Written problem:
Copy out the stretch of the listing from the line containing "the stain on" through the end of the listing. Rename "concrete wall" to "stone wall" and leave everything else as it is.

Data provided:
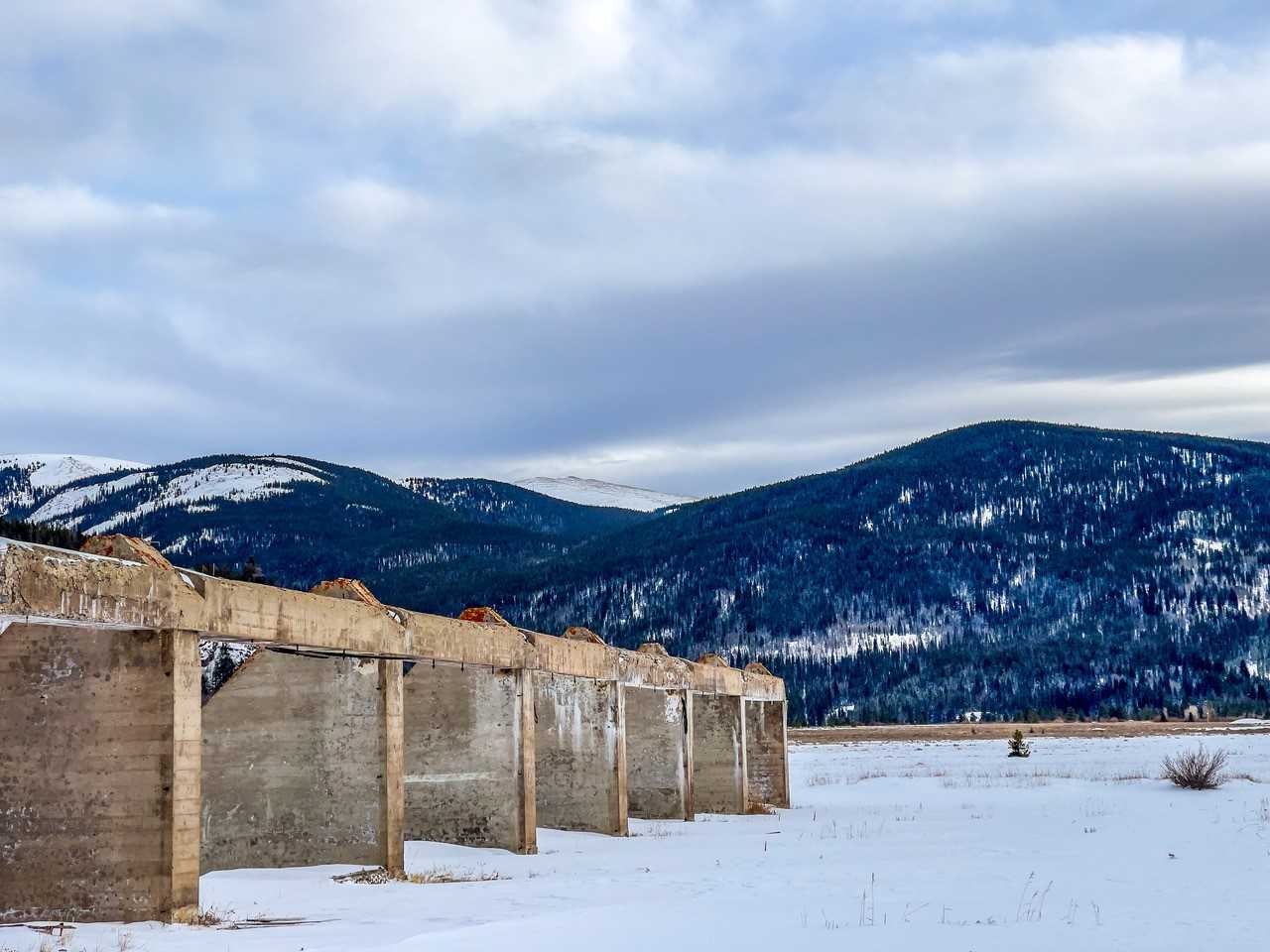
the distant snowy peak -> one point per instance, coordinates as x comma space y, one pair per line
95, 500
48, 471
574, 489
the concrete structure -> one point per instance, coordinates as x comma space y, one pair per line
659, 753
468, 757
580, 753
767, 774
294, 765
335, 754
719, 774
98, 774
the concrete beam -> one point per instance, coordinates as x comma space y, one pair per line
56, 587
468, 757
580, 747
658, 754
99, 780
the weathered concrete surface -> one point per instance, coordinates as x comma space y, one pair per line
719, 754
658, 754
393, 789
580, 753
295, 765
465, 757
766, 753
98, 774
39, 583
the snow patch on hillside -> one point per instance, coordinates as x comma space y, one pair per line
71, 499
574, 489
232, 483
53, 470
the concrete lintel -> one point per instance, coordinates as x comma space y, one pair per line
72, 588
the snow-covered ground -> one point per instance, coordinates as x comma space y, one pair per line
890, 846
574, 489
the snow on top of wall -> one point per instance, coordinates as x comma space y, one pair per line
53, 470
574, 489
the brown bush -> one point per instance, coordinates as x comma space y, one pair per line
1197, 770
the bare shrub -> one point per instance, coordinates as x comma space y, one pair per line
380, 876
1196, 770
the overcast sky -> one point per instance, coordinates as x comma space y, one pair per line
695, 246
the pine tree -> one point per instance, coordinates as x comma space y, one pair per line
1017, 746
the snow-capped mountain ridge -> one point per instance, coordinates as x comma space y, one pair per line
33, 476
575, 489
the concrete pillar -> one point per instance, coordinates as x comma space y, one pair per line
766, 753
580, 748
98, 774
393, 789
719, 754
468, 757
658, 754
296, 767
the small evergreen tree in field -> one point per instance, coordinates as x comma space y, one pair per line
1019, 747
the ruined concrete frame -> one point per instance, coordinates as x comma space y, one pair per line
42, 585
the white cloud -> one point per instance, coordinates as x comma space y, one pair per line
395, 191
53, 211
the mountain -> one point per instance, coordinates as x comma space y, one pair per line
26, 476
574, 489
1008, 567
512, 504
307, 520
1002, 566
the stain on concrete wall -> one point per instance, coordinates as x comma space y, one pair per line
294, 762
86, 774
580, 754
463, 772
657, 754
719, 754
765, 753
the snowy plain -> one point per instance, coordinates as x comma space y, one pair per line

Answer for this exercise:
the stain on stone wall -> one point per instance, coordinates as x comma space y, one pair per line
294, 762
86, 774
580, 754
463, 772
657, 754
719, 754
765, 753
the snowy plain -> one point per instance, coordinates as x comma space y, one pair per line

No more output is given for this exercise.